— Brief —
Scale the lines below, starting at the line containing "the man's leg" and running through the last line, both included. Write these lines out again with their requests, multiplying each recorded point coordinate by 1.8 and rounding to whole numbers (halves up), while leaving the sample coordinates inside the requests unchanged.

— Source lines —
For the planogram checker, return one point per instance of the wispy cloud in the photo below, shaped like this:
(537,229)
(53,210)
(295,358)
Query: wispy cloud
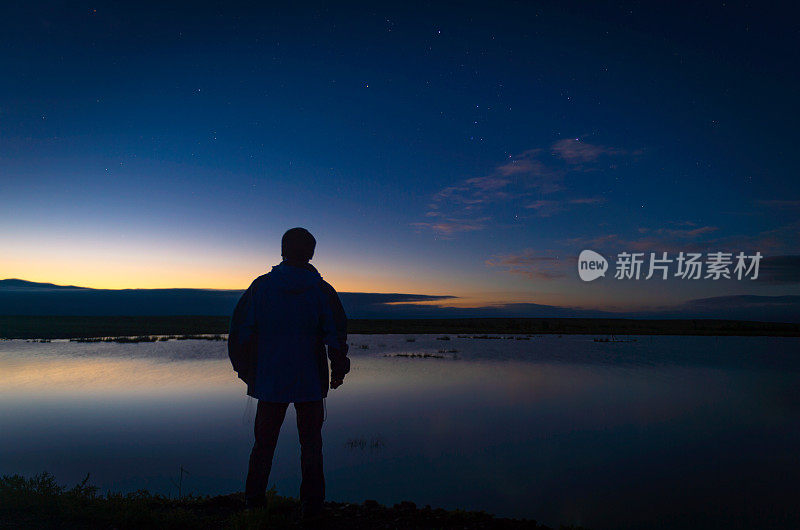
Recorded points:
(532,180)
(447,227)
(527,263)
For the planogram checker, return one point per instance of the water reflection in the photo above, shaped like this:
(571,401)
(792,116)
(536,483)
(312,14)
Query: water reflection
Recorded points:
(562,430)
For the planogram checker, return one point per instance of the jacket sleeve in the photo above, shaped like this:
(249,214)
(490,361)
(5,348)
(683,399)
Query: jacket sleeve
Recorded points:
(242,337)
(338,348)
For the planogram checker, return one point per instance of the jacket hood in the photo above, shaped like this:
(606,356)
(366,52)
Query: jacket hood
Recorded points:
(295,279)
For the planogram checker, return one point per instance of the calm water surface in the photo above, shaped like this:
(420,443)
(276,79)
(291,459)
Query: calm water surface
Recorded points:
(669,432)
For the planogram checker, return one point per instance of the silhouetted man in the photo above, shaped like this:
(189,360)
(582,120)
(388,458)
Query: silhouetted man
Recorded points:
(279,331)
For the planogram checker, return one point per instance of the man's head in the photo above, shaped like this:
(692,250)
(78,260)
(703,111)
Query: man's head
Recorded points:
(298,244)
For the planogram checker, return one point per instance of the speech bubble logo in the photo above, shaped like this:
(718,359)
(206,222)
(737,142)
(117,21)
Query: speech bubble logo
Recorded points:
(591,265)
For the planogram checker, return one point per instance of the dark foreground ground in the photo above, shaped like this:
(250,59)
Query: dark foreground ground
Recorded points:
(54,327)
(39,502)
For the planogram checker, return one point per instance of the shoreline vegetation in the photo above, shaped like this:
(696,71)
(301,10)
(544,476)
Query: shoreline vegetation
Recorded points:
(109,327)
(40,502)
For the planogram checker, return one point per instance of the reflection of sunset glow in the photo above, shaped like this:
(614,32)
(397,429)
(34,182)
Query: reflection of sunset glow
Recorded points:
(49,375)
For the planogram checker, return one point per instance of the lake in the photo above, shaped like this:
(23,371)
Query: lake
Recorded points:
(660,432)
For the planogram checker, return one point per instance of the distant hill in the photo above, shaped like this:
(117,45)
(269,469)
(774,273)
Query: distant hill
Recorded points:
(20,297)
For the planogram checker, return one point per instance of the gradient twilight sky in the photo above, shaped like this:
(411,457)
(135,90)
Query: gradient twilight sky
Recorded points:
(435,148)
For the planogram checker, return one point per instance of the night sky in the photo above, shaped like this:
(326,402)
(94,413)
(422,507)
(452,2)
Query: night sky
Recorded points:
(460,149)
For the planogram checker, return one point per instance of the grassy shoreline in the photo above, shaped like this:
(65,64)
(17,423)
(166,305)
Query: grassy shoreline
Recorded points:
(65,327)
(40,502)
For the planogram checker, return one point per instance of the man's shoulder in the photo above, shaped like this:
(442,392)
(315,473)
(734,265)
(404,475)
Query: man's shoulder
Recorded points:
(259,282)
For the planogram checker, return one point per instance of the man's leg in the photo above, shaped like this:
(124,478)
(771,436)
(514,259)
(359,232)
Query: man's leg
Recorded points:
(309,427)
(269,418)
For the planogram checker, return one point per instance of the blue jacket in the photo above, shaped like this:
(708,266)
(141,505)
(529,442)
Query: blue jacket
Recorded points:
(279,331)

— Response to this task —
For the planogram checker, return one point per instance of the man's leg in the photo above, shaped like this:
(124,478)
(771,436)
(514,259)
(359,232)
Query: man's leg
Recorded points:
(556,769)
(484,752)
For the planogram checker, return one point per instance of the blue jacket in the photo above, shaped like this:
(708,266)
(141,505)
(529,442)
Query: blue jacket
Recorded points:
(502,596)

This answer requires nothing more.